Work task:
Scan the material that follows. Copy every line containing the word "screen".

Data for this task:
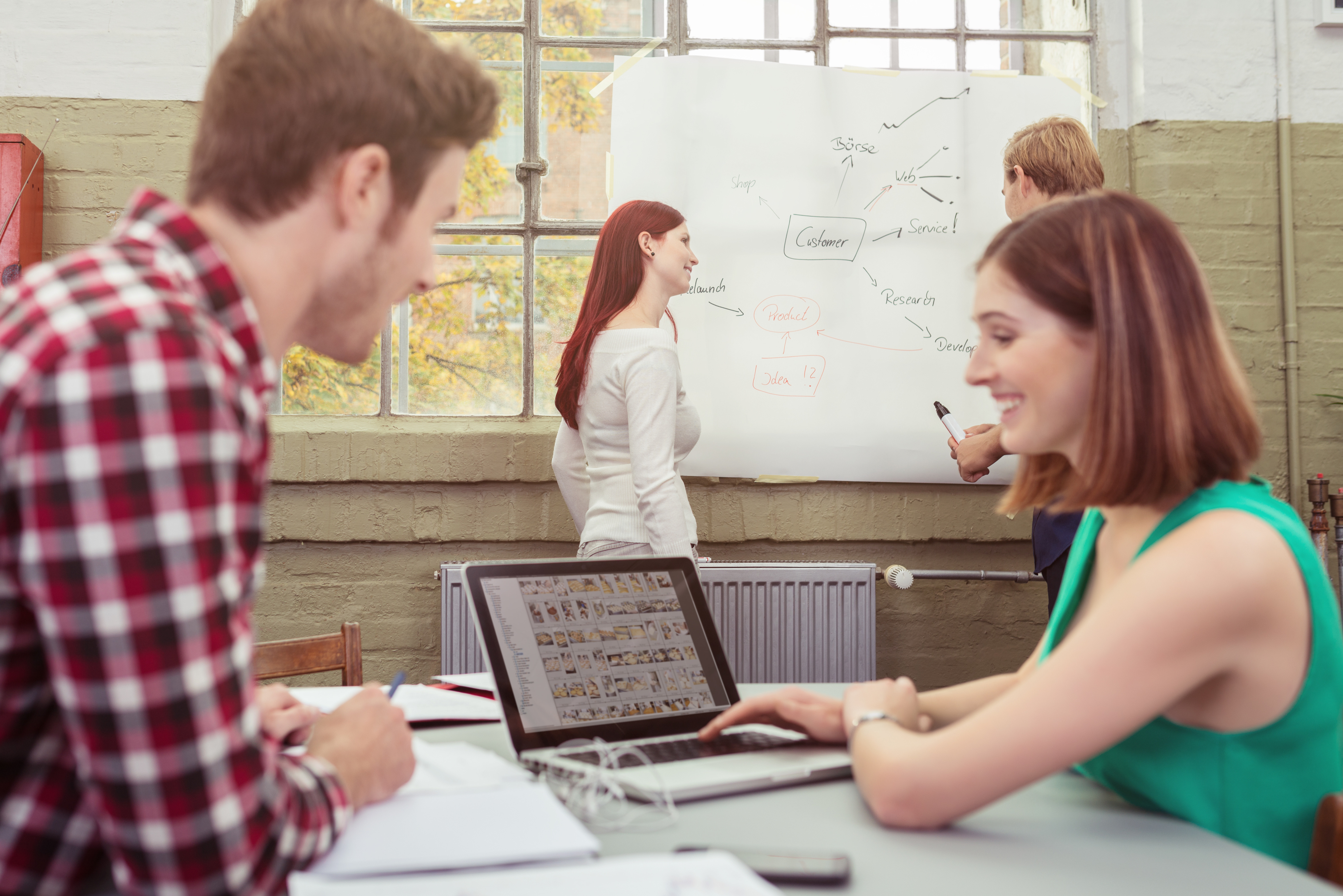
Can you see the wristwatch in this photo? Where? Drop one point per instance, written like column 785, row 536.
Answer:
column 869, row 716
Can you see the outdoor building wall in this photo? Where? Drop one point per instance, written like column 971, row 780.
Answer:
column 364, row 510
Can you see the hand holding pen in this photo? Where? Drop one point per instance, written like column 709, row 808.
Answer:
column 976, row 449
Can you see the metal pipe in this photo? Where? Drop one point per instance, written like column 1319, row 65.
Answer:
column 1287, row 226
column 1337, row 510
column 978, row 575
column 899, row 577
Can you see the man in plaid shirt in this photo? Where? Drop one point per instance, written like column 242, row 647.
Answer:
column 135, row 375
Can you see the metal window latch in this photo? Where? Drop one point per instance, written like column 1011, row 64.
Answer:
column 542, row 168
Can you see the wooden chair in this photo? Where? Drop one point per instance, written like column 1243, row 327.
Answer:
column 321, row 653
column 1327, row 843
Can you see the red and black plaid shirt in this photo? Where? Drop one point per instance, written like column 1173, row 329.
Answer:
column 133, row 389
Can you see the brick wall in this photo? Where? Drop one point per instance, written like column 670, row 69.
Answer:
column 364, row 510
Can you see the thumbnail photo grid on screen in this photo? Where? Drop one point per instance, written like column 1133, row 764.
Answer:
column 614, row 647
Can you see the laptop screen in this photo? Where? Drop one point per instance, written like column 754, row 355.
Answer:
column 586, row 648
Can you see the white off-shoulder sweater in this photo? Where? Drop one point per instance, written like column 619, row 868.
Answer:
column 619, row 472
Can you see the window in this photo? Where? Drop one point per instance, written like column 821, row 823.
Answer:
column 512, row 266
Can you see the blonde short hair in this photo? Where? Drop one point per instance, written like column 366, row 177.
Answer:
column 1057, row 154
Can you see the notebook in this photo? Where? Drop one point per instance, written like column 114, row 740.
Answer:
column 625, row 651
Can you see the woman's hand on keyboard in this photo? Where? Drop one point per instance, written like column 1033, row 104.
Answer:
column 794, row 708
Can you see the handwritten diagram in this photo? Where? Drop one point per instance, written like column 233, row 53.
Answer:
column 837, row 218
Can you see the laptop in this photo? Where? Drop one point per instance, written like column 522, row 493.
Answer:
column 625, row 651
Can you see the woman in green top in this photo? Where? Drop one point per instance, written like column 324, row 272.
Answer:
column 1195, row 663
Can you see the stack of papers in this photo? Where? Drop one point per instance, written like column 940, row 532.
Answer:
column 418, row 702
column 457, row 767
column 452, row 829
column 683, row 874
column 464, row 808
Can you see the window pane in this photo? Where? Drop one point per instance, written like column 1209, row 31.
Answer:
column 990, row 14
column 313, row 383
column 609, row 19
column 1055, row 15
column 784, row 19
column 575, row 132
column 462, row 343
column 894, row 14
column 906, row 53
column 786, row 57
column 465, row 10
column 1067, row 58
column 562, row 269
column 491, row 194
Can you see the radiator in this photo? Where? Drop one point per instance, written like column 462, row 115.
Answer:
column 778, row 621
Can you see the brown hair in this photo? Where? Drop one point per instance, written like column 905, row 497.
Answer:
column 1057, row 154
column 304, row 81
column 1170, row 409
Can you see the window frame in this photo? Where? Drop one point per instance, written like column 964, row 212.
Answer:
column 676, row 41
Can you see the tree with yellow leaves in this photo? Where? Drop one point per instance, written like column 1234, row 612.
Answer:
column 467, row 334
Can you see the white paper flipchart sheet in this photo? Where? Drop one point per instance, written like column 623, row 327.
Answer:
column 837, row 218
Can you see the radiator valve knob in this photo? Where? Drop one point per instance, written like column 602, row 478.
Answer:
column 898, row 577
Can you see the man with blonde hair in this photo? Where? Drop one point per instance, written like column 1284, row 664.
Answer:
column 1052, row 159
column 135, row 375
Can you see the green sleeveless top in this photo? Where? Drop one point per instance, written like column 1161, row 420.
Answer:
column 1259, row 788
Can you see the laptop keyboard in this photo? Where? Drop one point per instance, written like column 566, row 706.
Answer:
column 663, row 751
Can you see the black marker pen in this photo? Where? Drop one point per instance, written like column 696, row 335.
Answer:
column 950, row 422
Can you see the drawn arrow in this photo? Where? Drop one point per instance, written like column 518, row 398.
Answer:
column 877, row 198
column 821, row 332
column 847, row 159
column 884, row 127
column 930, row 159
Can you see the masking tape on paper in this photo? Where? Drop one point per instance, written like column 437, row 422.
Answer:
column 1082, row 92
column 889, row 73
column 625, row 66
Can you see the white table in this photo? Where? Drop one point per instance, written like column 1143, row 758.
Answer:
column 1063, row 836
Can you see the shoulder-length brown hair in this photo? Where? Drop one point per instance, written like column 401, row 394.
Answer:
column 1170, row 409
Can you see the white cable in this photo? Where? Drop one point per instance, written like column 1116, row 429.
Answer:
column 598, row 800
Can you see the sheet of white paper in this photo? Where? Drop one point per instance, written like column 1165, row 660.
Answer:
column 837, row 218
column 449, row 831
column 460, row 766
column 684, row 874
column 479, row 680
column 421, row 703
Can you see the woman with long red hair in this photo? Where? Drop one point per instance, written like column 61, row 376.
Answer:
column 626, row 422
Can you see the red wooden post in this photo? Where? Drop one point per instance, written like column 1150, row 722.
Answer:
column 22, row 244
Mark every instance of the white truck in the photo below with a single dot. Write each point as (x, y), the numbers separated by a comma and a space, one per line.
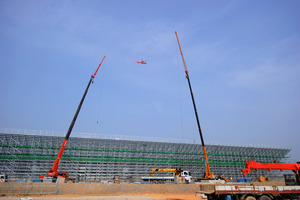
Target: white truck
(249, 192)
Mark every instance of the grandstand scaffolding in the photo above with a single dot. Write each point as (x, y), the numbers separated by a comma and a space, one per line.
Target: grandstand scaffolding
(31, 154)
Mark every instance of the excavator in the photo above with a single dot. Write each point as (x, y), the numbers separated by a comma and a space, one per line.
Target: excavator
(253, 165)
(54, 170)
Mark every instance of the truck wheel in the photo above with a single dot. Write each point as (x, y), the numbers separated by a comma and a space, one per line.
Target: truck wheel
(264, 197)
(250, 198)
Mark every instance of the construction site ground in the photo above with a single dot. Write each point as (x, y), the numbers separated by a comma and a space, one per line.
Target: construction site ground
(98, 191)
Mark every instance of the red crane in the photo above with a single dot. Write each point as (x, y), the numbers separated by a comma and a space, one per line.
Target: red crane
(253, 165)
(54, 171)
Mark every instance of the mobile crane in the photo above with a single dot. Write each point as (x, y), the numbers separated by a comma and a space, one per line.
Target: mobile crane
(54, 171)
(259, 192)
(253, 165)
(208, 173)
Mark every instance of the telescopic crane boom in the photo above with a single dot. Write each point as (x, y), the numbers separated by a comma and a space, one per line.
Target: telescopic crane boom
(208, 174)
(54, 171)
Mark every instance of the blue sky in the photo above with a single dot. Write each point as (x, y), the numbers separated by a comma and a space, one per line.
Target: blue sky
(243, 59)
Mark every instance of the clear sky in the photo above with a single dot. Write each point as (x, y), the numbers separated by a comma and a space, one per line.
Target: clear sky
(243, 59)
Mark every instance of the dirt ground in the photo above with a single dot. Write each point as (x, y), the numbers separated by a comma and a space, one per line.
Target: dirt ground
(126, 197)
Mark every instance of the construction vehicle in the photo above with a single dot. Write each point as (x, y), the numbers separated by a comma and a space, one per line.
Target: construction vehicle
(208, 173)
(253, 165)
(3, 178)
(54, 171)
(262, 179)
(253, 192)
(178, 176)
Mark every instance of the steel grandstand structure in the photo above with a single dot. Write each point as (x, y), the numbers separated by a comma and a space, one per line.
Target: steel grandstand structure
(92, 157)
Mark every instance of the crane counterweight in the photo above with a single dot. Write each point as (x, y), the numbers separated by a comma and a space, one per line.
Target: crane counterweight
(54, 171)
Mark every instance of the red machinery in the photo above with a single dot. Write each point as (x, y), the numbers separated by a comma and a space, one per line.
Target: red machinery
(53, 172)
(253, 165)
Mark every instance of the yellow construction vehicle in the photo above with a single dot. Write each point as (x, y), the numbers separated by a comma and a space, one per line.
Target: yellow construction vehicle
(208, 173)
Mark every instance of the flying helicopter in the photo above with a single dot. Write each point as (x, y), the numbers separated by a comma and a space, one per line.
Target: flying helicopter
(141, 62)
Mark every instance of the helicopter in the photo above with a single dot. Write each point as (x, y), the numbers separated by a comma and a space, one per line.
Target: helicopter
(141, 62)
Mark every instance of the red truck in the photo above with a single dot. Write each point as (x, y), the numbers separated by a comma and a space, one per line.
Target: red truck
(257, 192)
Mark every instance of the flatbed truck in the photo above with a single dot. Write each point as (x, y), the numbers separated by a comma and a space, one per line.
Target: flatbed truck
(249, 192)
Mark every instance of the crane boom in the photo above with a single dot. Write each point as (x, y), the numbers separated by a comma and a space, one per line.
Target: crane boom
(208, 174)
(54, 171)
(253, 165)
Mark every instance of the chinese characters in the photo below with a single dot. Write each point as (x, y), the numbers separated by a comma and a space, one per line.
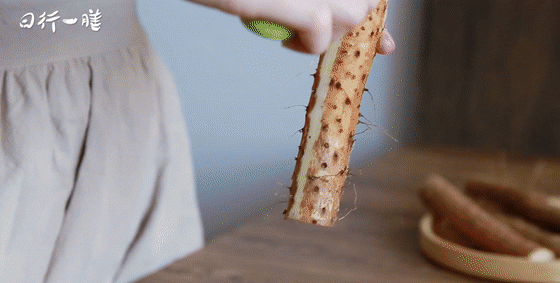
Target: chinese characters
(91, 20)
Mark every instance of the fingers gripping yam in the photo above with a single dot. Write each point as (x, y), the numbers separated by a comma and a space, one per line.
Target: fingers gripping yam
(330, 124)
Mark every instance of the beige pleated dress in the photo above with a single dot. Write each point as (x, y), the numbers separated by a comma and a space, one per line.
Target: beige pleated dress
(96, 179)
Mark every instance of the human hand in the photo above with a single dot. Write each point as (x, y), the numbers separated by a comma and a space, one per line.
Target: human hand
(316, 23)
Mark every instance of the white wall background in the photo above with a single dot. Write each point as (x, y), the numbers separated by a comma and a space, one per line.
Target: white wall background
(234, 88)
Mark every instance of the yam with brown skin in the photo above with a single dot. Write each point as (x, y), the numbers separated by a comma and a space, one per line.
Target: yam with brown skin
(540, 208)
(332, 116)
(444, 199)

Result of the task:
Can you see the thumbnail photo grid on screen in this photo? Where? Drop one point per instance, written like column 1133, row 764.
Can you see the laptop screen in this photo? Where? Drop one point per instance, written like column 754, row 355.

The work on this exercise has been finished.